DIRECTIONS:
Format every line of the material below as a numbered list, leaving out any blank lines.

RECORDS SHOWN:
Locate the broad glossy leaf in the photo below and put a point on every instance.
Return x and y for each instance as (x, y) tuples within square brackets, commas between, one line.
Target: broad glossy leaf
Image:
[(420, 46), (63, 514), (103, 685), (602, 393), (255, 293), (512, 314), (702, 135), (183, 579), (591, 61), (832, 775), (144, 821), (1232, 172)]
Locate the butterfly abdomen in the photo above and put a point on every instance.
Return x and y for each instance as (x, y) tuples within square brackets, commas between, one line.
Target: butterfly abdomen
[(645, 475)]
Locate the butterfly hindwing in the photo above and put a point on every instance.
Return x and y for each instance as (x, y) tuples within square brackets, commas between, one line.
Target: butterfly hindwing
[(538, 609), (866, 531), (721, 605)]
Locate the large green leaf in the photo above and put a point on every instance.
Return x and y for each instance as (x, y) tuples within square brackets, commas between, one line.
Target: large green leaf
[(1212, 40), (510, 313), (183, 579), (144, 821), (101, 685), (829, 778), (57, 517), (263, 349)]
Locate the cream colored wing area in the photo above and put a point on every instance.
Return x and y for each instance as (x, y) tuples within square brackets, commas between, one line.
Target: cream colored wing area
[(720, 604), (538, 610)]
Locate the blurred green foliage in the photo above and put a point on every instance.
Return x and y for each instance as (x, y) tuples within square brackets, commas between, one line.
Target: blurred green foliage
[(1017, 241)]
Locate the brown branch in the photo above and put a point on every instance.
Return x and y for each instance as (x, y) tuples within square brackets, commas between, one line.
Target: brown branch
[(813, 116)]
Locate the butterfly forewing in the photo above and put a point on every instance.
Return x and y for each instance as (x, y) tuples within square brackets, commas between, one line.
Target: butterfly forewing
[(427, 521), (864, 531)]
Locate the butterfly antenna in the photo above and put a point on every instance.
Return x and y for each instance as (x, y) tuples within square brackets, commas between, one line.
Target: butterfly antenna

COMPLETE ANSWER:
1. Locate the broad glossy leaf in the photo below and put a point on every instance.
2. Return x and y for each instance as (x, y) tuples within square brackets, commas between, one line.
3. Target: broad glossy leaf
4. Image:
5. [(420, 46), (63, 514), (103, 685), (602, 393), (255, 293), (512, 314), (702, 135), (183, 579), (591, 61), (832, 775), (144, 821), (1232, 172)]
6. Locate the butterfly abdomen in the photo above and put a point on every instance.
7. Return x and y for each instance as (x, y) tuples within square brackets, commas between, one line.
8. Target: butterfly abdomen
9. [(645, 475)]
10. Locate the butterfly hindwing in the photo above and put a point on every instance.
11. Return x and y for each instance as (x, y) tuples within square brackets, commas between, one line.
12. Target: butterfly hindwing
13. [(538, 609), (866, 531), (721, 605)]
14. Locate the large green leaf in the photo above and put a point on every instance.
15. Return x and y for each instance as (x, y) tuples within square brackets, commas between, one line.
16. Target: large green leaf
17. [(1212, 40), (510, 313), (183, 579), (144, 821), (101, 685), (829, 778), (57, 517), (263, 349)]
18. Locate the cream colored wing area in the photo above and put a point on every instance.
19. Return x and y for each instance as (x, y) tuples within square brackets, commas between, one line.
20. Target: cream colored wing area
21. [(720, 604), (538, 610)]
22. Locate the blurred green foliage in the photo above and put a point on every instance.
23. Return x and y for each instance as (x, y) tuples within square brackets, commas between, one line.
24. Target: blurred green foliage
25. [(1017, 241)]
26. Locate the brown branch in the photo above and put a point on every instance.
27. Return x and y for each instance as (x, y) tuples within square brackets, commas between, one line.
28. Target: brown branch
29. [(813, 116)]
30. Locate the butterfly forewing in the photo above and put a point on every instance.
31. Return x and y for each instance as (x, y) tuples within square brackets, commas between, one line.
32. Target: butterfly forewing
33. [(427, 521), (864, 531)]
34. Locate the butterfly antenna in the photo above and put a point on every instance.
35. Return x and y for each instance as (x, y) tuples within square brackets, commas between, one line.
36. Target: butterfly antenna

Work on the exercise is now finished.